* _Instructions to follow_:
Print the lines of the records below exactly as they appear, from the line containing "Give x and y for each instance of the rocky" through the line containing "<point>762,197</point>", both included.

--- start Information given ---

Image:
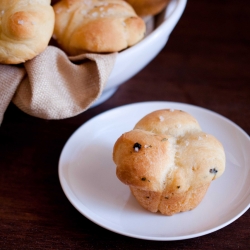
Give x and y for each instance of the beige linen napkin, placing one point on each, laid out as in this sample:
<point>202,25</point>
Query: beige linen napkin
<point>53,85</point>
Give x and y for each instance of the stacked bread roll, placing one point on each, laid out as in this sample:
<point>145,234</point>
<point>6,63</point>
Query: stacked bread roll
<point>78,26</point>
<point>168,161</point>
<point>96,26</point>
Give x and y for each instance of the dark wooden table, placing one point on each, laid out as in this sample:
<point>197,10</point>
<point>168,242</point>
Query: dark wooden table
<point>206,63</point>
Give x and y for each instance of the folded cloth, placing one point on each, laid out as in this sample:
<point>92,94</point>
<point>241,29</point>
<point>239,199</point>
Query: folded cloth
<point>53,85</point>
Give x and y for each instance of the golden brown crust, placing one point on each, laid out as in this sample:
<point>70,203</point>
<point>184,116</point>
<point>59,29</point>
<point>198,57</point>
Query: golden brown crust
<point>96,26</point>
<point>174,165</point>
<point>148,7</point>
<point>25,29</point>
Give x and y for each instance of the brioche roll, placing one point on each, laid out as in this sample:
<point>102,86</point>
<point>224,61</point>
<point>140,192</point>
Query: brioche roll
<point>26,27</point>
<point>96,26</point>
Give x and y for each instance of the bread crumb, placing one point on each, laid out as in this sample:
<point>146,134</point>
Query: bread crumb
<point>161,118</point>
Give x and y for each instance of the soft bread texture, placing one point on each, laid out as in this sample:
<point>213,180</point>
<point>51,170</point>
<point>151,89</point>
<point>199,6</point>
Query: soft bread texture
<point>26,27</point>
<point>148,7</point>
<point>168,161</point>
<point>96,26</point>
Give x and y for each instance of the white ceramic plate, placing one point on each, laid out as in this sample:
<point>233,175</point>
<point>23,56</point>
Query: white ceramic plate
<point>87,175</point>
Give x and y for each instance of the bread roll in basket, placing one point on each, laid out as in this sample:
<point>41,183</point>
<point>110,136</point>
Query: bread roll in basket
<point>168,161</point>
<point>26,28</point>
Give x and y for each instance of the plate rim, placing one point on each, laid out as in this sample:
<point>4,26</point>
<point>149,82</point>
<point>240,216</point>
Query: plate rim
<point>154,238</point>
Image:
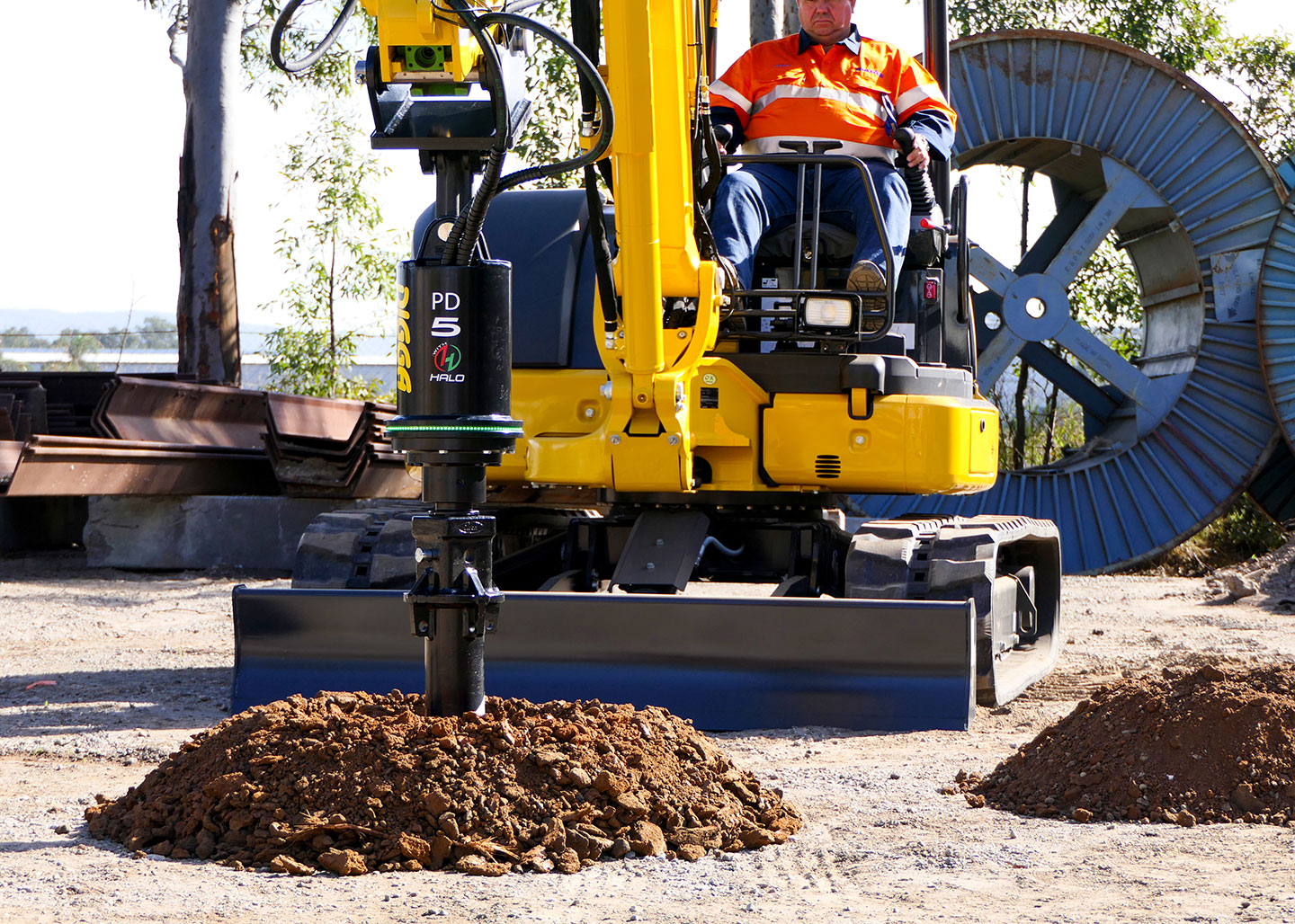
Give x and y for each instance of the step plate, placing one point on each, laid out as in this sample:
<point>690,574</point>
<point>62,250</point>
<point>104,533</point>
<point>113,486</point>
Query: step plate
<point>724,662</point>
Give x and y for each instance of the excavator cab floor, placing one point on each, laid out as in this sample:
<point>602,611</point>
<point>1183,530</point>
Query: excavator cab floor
<point>724,662</point>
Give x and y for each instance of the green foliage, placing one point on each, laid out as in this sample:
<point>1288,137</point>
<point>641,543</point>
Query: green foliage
<point>1052,423</point>
<point>1263,70</point>
<point>1106,298</point>
<point>333,73</point>
<point>338,255</point>
<point>76,343</point>
<point>1242,532</point>
<point>552,134</point>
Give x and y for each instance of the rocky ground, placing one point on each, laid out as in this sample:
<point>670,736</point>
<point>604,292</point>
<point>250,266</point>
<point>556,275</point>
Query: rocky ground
<point>103,674</point>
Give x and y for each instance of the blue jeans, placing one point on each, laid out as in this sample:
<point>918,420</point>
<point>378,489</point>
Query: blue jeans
<point>762,197</point>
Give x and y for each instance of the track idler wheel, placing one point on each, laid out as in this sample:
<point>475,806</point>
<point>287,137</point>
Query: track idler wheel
<point>1008,565</point>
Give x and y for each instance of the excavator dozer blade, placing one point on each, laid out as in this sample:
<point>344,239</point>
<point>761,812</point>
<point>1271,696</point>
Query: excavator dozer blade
<point>724,662</point>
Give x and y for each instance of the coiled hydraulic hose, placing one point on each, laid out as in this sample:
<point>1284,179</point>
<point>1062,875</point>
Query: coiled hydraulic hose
<point>468,227</point>
<point>285,17</point>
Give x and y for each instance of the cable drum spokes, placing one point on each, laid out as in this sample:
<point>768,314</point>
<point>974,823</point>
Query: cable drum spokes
<point>1138,152</point>
<point>1277,315</point>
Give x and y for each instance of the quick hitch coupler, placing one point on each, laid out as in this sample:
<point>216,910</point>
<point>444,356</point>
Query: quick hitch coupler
<point>453,402</point>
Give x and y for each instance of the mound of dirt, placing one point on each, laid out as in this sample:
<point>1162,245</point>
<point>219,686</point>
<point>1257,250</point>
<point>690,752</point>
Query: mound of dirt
<point>355,783</point>
<point>1204,746</point>
<point>1272,573</point>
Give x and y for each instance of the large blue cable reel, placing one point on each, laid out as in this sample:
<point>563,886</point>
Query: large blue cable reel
<point>1139,150</point>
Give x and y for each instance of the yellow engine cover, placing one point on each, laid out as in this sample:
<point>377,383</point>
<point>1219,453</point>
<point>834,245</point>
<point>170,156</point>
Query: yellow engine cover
<point>908,444</point>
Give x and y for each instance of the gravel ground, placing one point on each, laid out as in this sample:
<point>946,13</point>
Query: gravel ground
<point>143,662</point>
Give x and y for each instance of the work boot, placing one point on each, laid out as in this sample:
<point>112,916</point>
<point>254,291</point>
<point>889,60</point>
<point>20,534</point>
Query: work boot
<point>867,276</point>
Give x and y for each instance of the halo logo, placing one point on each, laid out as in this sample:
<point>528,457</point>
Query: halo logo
<point>447,358</point>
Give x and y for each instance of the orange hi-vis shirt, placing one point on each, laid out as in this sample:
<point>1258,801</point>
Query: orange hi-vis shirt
<point>826,93</point>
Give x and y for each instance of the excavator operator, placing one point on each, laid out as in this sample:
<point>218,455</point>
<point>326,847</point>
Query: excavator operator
<point>826,84</point>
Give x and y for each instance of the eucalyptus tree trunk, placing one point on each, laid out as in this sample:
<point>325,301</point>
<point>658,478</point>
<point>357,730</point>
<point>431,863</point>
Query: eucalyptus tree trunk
<point>208,307</point>
<point>772,20</point>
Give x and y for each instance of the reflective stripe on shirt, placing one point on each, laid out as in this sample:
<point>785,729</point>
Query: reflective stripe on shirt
<point>773,145</point>
<point>862,102</point>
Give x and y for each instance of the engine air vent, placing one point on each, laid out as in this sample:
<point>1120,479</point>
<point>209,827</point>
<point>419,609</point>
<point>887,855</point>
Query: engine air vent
<point>826,466</point>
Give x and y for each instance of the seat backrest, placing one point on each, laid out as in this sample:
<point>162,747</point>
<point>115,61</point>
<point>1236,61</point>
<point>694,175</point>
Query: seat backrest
<point>835,244</point>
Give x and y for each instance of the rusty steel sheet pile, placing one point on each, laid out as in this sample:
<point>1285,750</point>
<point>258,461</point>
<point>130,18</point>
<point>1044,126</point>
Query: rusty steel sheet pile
<point>99,434</point>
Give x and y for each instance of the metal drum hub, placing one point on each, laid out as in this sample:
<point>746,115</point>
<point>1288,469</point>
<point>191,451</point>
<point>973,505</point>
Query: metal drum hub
<point>1139,153</point>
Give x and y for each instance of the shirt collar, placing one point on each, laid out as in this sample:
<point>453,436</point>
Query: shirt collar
<point>851,41</point>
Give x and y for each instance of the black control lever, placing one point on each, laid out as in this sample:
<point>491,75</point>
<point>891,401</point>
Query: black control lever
<point>918,180</point>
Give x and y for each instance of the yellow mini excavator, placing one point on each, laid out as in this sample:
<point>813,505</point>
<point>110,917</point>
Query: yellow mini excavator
<point>562,344</point>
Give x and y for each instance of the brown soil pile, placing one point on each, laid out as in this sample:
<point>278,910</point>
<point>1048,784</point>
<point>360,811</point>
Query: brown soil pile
<point>1185,748</point>
<point>355,783</point>
<point>1272,573</point>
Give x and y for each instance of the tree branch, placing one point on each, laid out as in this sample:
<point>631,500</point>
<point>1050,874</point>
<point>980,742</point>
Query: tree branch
<point>173,32</point>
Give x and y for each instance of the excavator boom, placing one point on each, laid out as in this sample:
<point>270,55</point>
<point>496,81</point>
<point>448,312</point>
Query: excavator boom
<point>717,424</point>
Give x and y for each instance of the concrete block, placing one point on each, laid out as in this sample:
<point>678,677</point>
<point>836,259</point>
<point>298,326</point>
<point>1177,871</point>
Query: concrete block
<point>161,533</point>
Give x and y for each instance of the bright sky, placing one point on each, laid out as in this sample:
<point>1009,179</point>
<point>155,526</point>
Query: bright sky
<point>90,156</point>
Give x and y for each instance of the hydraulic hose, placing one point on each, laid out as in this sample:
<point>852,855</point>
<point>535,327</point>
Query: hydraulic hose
<point>467,231</point>
<point>464,235</point>
<point>600,90</point>
<point>285,17</point>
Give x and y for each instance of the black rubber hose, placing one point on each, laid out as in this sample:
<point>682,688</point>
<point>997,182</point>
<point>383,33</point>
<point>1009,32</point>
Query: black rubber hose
<point>285,17</point>
<point>600,88</point>
<point>467,231</point>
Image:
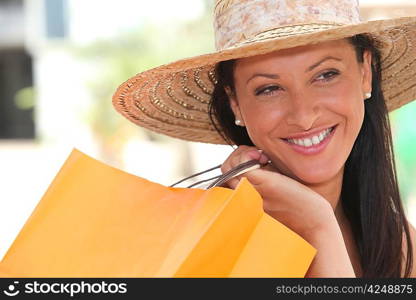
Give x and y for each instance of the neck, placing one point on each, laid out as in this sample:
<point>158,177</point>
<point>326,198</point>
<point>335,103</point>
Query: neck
<point>331,191</point>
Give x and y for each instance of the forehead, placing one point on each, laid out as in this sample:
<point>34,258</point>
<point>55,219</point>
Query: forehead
<point>301,55</point>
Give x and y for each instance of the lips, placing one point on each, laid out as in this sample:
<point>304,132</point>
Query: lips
<point>312,142</point>
<point>312,139</point>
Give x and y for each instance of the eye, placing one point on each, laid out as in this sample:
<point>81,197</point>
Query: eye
<point>328,75</point>
<point>268,90</point>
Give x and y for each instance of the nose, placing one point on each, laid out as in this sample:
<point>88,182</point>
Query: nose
<point>303,111</point>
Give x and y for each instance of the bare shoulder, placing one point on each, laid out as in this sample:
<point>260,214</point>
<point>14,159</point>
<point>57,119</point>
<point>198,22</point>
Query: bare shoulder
<point>412,232</point>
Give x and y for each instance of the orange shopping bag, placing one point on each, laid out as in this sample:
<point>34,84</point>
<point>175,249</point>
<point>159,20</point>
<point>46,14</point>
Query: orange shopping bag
<point>98,221</point>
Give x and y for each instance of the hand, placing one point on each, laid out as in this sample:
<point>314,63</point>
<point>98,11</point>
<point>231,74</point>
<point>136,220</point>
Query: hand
<point>285,199</point>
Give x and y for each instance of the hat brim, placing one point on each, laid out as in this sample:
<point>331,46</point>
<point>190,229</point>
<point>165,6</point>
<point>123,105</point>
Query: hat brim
<point>173,99</point>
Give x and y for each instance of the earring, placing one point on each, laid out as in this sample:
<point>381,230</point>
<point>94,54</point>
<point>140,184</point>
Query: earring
<point>238,122</point>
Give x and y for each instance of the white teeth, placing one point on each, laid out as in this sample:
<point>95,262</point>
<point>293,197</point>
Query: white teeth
<point>315,140</point>
<point>307,142</point>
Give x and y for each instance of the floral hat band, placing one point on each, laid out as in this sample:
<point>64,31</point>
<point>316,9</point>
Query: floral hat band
<point>174,99</point>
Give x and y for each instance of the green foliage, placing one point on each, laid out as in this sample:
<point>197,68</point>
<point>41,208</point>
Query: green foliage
<point>132,52</point>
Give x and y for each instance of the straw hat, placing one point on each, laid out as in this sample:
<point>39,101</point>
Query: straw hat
<point>173,99</point>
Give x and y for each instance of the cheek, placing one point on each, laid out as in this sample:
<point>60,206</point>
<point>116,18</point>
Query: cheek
<point>261,119</point>
<point>349,105</point>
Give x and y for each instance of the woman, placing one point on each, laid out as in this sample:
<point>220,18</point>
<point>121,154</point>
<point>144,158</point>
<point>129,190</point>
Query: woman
<point>304,87</point>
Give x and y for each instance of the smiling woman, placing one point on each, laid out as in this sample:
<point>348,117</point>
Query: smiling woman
<point>307,121</point>
<point>305,88</point>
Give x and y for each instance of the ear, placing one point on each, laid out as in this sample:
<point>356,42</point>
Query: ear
<point>367,72</point>
<point>234,104</point>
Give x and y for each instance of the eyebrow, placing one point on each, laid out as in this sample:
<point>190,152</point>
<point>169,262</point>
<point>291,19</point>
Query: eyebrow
<point>275,76</point>
<point>321,61</point>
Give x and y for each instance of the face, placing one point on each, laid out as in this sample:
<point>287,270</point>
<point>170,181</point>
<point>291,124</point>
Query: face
<point>304,106</point>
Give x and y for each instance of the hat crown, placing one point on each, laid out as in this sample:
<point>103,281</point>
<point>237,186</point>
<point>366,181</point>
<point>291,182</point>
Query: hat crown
<point>236,21</point>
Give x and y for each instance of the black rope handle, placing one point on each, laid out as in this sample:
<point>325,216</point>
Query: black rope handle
<point>221,179</point>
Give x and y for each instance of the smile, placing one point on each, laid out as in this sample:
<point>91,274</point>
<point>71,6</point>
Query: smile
<point>313,143</point>
<point>314,140</point>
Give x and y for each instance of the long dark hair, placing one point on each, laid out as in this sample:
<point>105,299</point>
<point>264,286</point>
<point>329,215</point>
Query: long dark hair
<point>370,194</point>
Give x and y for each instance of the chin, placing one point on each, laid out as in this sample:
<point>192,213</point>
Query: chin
<point>313,176</point>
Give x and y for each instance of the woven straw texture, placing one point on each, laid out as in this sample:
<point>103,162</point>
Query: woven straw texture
<point>173,99</point>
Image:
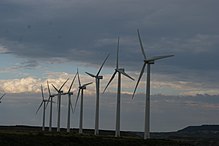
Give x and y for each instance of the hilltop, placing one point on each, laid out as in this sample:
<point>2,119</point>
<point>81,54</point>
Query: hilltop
<point>205,135</point>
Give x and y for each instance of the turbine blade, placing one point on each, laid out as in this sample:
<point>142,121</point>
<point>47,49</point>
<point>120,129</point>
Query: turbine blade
<point>139,78</point>
<point>72,83</point>
<point>102,65</point>
<point>87,84</point>
<point>110,81</point>
<point>90,74</point>
<point>42,92</point>
<point>2,96</point>
<point>159,57</point>
<point>49,100</point>
<point>71,106</point>
<point>55,88</point>
<point>117,57</point>
<point>39,107</point>
<point>63,84</point>
<point>125,74</point>
<point>48,89</point>
<point>142,48</point>
<point>77,100</point>
<point>79,81</point>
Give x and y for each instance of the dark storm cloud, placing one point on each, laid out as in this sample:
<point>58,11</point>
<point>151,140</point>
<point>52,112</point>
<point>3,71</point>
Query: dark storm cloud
<point>83,31</point>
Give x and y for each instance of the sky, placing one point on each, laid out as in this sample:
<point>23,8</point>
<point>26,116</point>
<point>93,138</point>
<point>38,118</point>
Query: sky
<point>48,40</point>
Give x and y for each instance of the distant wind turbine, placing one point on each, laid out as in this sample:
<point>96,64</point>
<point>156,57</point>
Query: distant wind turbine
<point>51,102</point>
<point>60,93</point>
<point>69,103</point>
<point>2,97</point>
<point>119,71</point>
<point>97,77</point>
<point>44,108</point>
<point>81,91</point>
<point>147,62</point>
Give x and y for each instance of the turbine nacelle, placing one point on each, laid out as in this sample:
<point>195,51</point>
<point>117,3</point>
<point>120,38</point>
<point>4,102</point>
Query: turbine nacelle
<point>82,87</point>
<point>99,77</point>
<point>120,70</point>
<point>149,61</point>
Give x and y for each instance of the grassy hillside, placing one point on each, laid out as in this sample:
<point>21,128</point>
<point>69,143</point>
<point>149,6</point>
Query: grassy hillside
<point>26,136</point>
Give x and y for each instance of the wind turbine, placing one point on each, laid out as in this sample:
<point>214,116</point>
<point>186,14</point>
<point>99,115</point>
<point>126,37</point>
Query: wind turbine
<point>51,102</point>
<point>119,71</point>
<point>69,103</point>
<point>147,62</point>
<point>81,91</point>
<point>44,108</point>
<point>60,93</point>
<point>2,97</point>
<point>98,78</point>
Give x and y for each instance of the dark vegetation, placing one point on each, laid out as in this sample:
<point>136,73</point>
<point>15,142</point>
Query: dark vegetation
<point>29,135</point>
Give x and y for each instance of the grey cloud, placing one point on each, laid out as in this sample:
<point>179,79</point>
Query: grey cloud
<point>74,30</point>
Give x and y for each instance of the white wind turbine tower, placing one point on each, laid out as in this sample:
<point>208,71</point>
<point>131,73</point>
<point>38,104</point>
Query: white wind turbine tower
<point>2,97</point>
<point>119,71</point>
<point>98,78</point>
<point>81,91</point>
<point>147,62</point>
<point>69,103</point>
<point>51,102</point>
<point>44,108</point>
<point>60,93</point>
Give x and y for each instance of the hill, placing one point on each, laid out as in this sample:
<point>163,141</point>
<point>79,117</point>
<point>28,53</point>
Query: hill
<point>205,135</point>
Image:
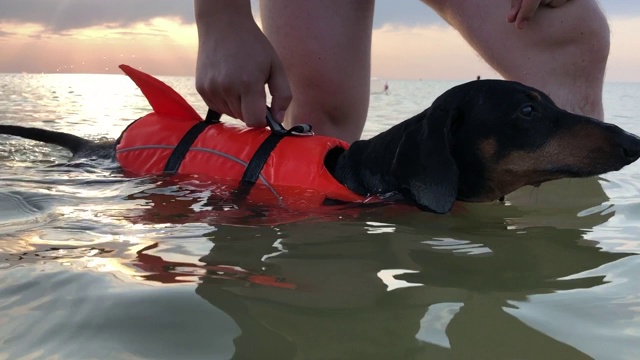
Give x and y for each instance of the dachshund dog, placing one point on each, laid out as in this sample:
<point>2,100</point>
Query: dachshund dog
<point>477,142</point>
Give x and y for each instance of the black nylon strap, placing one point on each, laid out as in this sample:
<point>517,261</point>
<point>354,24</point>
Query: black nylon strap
<point>260,157</point>
<point>181,150</point>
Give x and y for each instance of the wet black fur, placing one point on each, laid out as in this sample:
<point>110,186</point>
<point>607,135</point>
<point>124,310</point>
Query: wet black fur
<point>433,158</point>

--- end Information given ---

* _Reply_:
Give x and y for each instance of the rocky ground, placing one point on each, laid out as in this sample:
<point>670,736</point>
<point>604,292</point>
<point>250,266</point>
<point>556,275</point>
Query: rocky ground
<point>103,674</point>
Give x and y for each instance of the blue jeans, placing one point on each, laid out as in this sample:
<point>918,420</point>
<point>378,489</point>
Query: blue jeans
<point>762,197</point>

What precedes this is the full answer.